* Required work *
Can you update the material below by swapping every "Point out" for "Mark" and give all of its lines back with nothing else altered?

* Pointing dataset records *
━━━━━━━━━━━━━━━━

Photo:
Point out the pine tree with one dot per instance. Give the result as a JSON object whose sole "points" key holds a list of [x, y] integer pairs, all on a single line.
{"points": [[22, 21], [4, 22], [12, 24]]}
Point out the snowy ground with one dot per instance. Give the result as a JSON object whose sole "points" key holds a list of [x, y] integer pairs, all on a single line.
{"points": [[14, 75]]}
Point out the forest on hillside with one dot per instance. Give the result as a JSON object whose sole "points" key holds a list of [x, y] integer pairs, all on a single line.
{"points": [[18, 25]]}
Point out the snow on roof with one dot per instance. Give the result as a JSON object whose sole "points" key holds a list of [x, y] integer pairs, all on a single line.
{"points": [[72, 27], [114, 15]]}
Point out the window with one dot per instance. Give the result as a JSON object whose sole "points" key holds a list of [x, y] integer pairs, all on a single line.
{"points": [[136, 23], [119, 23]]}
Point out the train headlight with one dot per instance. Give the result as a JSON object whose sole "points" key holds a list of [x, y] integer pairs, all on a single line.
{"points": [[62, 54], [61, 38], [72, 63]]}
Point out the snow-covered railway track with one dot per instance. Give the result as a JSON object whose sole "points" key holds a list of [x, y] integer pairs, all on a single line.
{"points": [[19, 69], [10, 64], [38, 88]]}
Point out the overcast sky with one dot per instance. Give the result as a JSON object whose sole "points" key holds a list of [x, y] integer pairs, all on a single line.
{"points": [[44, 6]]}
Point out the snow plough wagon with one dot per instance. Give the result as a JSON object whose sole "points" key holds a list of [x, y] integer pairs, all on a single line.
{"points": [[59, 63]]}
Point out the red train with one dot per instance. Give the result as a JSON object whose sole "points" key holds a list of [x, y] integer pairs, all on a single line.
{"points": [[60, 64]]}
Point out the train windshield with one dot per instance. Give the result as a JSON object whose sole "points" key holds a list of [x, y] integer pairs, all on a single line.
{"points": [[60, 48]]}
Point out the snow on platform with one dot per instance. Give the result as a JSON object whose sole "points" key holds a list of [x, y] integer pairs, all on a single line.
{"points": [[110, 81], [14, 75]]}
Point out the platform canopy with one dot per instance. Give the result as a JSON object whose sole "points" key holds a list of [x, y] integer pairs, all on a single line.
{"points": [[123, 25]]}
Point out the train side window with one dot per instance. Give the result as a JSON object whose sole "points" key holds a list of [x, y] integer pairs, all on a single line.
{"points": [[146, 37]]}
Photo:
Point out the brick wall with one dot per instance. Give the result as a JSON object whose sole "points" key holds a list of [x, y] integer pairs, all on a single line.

━━━━━━━━━━━━━━━━

* Written response *
Photo:
Mark the pine tree with one dot per instance. Give the result as a JSON object whose sole "points" key holds a list of [x, y] integer pairs, all on a single line.
{"points": [[22, 21], [4, 22], [12, 24]]}
Mark the snowy ground with one dot per instance. Give the result as a JSON object whose sole "points" key holds a list of [x, y] integer pairs, all on a single line.
{"points": [[14, 75]]}
Mark the forest on hillside with one dot per instance. Give the result as a JSON object whose sole "points" key holds a list of [x, y] integer pairs, all on a single line.
{"points": [[18, 25]]}
Mark the snow on roof with one dot per instance. Give the result as a JSON object whose sole "points" key holds a list of [x, y] integer pairs, all on a single line.
{"points": [[72, 27], [114, 15]]}
Mark the window with one dot per instance. Give the result as a JSON object whose sole "points" key holds a list of [x, y] integer pairs, all on a single line.
{"points": [[136, 23], [119, 23]]}
Mark the train headlight with one dot per instance. Give the result as a JSON object whose sole "points" key holds a list of [x, y] integer pairs, all on a single line.
{"points": [[62, 54], [61, 38], [72, 63]]}
Mark the snow-covered railway track with one dot per instance. Give the result as a JSON object whose sole "points" key holds a list of [x, y] integer pairs, all on a single line.
{"points": [[19, 69], [10, 64], [38, 88]]}
Mark the overcast sky with one dot per instance. Give the result as a JSON object whose sole "points" key holds a list of [x, y] integer pairs, all on a single line.
{"points": [[44, 6]]}
Mark the snow plough wagon with one dot per instance. Give the result as a JSON object whose sole "points" key holds a list of [x, y] integer pairs, all on a single line.
{"points": [[59, 63]]}
Mark the red train with one dot per instance. Give the result as a JSON object whose sole "points" key holds a list of [x, y] integer pairs, all on a single line.
{"points": [[60, 64]]}
Mark the train windshield with one dot per instance. Give the result as a JSON object whose sole "points" key holds a list of [x, y] integer pairs, all on a single line.
{"points": [[60, 48]]}
Mark the snow on platform with one dot per instance. Give the result as a JSON object whose sole "points" key holds a list of [x, y] integer pairs, all on a single line.
{"points": [[110, 81], [14, 75]]}
Mark the platform canopy with one dot per instance. Give the result as a JSON object whose sole "points" key holds a list of [x, y] integer pairs, all on a single line.
{"points": [[123, 25]]}
Mark the train side window with one dot per instance. Give the result as a JSON object whose sole "points" key holds a list of [x, y] integer pairs, all on a single line.
{"points": [[146, 37]]}
Photo:
Mark the brick wall with one dot per instance. Give the result as a JSON object whose sole "points" key holds a list of [x, y] integer pairs, all on a single line.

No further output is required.